▸ **WHAT THE TASK REQUIRES**: Retype the records below word for word, leaving out the pictures.

-------- DATA PROVIDED --------

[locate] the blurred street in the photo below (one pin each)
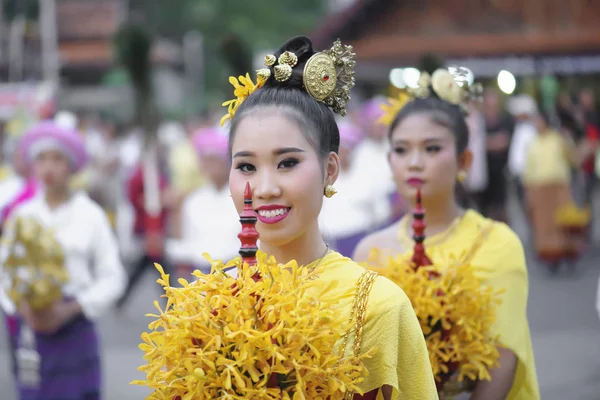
(564, 324)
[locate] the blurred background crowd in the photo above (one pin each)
(539, 61)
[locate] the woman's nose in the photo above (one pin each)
(415, 160)
(266, 186)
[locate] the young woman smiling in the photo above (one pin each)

--------

▸ **TASK OUTPUT**:
[locate] the blurred street in the photo below (one pin each)
(564, 324)
[locate] the blurred background crowd in the photo above (one pin each)
(539, 61)
[locate] the woman's nose in the photo above (one pin each)
(415, 160)
(266, 186)
[locate] the young woman smiling in the photo above (one pin each)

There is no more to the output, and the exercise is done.